TEXT SHOWN below:
October 18, 2013 in Features, Seven

Avett Brothers see fan base grow as sound evolves

By The Spokesman-Review
 

If you go

The Avett Brothers

with Nicholas David

When: Saturday, 8 p.m.

Where: INB Performing Arts Center, 334 W. Spokane Falls Blvd.

Tickets: $34.50-$45, through TicketsWest; call (800) 325-SEAT

The Avett Brothers played the Bing Crosby Theater the last time they came to Spokane in 2010, following their major-label debut, “I and Love and You.”

On Saturday, they stop by the INB Performing Arts Center in support of the new “Magpie and the Dandelion” – after tonight’s show at KeyArena in Seattle.

It’s an indication just how far the North Carolina folk-rockers have come since teaming up with uber-producer Rick Rubin for those two albums and last year’s “The Carpenter.”
End of TEXT SHOWN.
SOURCE DATA below:
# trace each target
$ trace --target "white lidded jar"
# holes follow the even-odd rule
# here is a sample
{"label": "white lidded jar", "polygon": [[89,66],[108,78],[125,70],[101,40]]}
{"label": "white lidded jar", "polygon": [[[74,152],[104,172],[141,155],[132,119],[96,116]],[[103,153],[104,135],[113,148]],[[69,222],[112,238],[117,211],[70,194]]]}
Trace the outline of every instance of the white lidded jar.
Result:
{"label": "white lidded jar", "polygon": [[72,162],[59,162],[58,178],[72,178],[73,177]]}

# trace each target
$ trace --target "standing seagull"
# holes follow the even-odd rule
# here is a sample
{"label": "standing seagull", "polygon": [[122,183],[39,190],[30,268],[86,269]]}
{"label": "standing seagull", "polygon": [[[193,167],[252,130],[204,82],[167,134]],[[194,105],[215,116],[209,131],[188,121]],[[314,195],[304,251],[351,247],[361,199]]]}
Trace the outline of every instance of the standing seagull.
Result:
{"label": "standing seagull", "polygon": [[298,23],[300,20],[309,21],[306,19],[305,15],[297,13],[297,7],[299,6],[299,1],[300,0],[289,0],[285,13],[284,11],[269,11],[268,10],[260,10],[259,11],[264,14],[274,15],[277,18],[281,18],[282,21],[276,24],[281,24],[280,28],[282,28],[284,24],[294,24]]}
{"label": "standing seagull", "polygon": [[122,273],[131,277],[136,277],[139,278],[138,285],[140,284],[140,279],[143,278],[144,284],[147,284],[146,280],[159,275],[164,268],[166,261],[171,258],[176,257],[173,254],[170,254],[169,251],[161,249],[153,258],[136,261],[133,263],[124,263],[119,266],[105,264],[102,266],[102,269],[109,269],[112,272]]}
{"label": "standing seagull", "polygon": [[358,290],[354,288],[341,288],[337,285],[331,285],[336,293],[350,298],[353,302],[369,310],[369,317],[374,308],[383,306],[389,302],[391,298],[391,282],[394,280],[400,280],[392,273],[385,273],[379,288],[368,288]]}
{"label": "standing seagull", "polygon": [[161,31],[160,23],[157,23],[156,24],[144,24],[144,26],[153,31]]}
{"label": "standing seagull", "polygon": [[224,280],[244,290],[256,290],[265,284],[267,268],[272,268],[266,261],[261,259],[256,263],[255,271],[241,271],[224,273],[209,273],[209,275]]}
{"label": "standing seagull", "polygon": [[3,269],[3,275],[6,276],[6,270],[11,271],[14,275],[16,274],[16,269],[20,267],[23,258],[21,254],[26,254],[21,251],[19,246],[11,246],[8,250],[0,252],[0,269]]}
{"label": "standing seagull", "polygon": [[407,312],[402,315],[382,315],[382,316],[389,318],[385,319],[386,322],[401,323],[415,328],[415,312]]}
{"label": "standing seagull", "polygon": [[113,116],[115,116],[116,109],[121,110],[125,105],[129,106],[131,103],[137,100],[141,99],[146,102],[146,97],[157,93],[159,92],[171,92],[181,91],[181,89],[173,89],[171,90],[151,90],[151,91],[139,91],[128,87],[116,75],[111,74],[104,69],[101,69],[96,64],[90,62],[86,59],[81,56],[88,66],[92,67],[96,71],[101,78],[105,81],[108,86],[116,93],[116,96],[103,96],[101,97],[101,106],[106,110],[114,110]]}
End of SOURCE DATA.
_REQUIRED ACTION A_
In the Avett Brothers article above, where did the band play the last time they came to Spokane?
_REQUIRED ACTION B_
Copy out the stretch of the Avett Brothers article above from "On Saturday, they" through "at KeyArena in Seattle.", word for word.
_REQUIRED ACTION C_
Using the Avett Brothers article above, decide whether each statement agrees with it. Answer yes or no for each, and quote the words of the article that settle it.
(i) The Saturday show at the INB Performing Arts Center starts at 8 p.m.
(ii) The Avett Brothers are a band from Seattle.
(iii) Tickets cost between $34.50 and $45.

_RESPONSE BOX A_
The Bing Crosby Theater, in 2010.

_RESPONSE BOX B_
On Saturday, they stop by the INB Performing Arts Center in support of the new “Magpie and the Dandelion” – after tonight’s show at KeyArena in Seattle.

_RESPONSE BOX C_
(i) Yes: "When: Saturday, 8 p.m."
(ii) No: "the North Carolina folk-rockers"
(iii) Yes: "Tickets: $34.50-$45"